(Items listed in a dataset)

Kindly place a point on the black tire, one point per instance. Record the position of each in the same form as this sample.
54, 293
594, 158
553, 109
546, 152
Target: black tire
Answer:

**OBJECTIVE:** Edit the entries above, replacing "black tire" with "dark wheel" wherever it occurs and leaving every other word unchanged.

**CORRECT OUTPUT:**
Kindly place a point on the dark wheel, one point per instance. Record the position of each in the same form as this sample.
54, 293
594, 158
553, 109
546, 152
Target: dark wheel
Answer:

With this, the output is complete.